=== Exercício breve ===
Transcreva fielmente todo o material abaixo, linha por linha, sem incluir as imagens na resposta.
# # # # # # #
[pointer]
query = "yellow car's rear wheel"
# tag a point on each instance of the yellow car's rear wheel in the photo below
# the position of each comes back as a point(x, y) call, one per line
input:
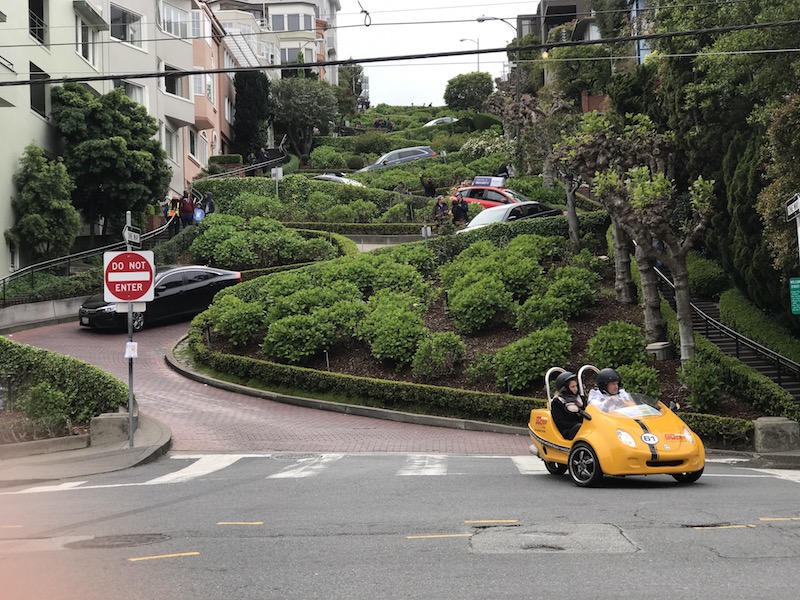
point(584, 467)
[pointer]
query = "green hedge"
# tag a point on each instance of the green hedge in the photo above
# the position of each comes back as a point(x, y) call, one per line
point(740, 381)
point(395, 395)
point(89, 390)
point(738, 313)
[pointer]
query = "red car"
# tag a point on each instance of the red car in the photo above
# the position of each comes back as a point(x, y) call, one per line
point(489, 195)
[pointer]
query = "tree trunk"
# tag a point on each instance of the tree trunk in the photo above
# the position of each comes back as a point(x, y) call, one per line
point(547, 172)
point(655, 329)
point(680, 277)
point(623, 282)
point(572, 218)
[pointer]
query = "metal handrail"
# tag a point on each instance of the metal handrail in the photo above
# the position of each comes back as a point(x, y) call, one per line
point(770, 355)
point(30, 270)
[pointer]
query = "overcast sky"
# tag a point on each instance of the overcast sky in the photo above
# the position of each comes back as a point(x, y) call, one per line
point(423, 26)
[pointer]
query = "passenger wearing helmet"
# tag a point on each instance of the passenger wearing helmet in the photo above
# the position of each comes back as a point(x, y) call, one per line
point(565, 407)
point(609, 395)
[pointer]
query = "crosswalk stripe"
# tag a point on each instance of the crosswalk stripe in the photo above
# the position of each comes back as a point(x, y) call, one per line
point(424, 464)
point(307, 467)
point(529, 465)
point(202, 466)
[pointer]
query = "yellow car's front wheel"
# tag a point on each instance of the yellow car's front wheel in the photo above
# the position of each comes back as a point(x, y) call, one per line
# # # # # # #
=== Resposta ===
[pointer]
query = "yellow car's rear wheel"
# tag a point on each instance of the yellow car's rear wheel in the photo below
# the position of each comes back as a point(x, y) call, one per line
input:
point(584, 467)
[pointer]
query = "green hedge"
# tag a point on each instance of the green hedge in the photo above
# the position of each comes back as a point(x, y) call, one per line
point(740, 381)
point(395, 395)
point(89, 390)
point(738, 313)
[pointer]
query = "red car"
# tag a point on each instance of the red car in the photo above
# the position of each comes back as a point(x, y) call, one per line
point(489, 195)
[pointer]
query = "tree trunk"
# tag a point on each instance of the tree trunk in the photo above
# the position of each comes back as a point(x, y) call, one per line
point(547, 172)
point(655, 329)
point(680, 277)
point(623, 282)
point(572, 218)
[pointer]
query = "metal handrail"
# tag a point on each instance of the metal handrail in the photo above
# the position of each comes back as a point(x, y) call, one per line
point(770, 355)
point(30, 270)
[pointer]
query = "overcast sky"
# tag a point on each instance of the overcast sky in the photo above
# the position of each comes back as a point(x, y) call, one per line
point(423, 26)
[pointer]
query = "passenger wearing helmet"
# tag a point on each instance of the passenger wearing helmet in the photo above
# the position of each comes back as a point(x, y) call, one per line
point(565, 407)
point(609, 395)
[pointer]
query = "crosswalk stripe"
# tag a point on each instance of the crosswalk stripe in the photo above
# the position of each comes back as a point(x, y) call, one per line
point(424, 464)
point(307, 467)
point(529, 465)
point(202, 466)
[pointer]
query = "yellow car's front wheel"
# tag a point on each instance of the yellow car's front wheel in the photo above
# the position of each comes back as a point(x, y) call, one per line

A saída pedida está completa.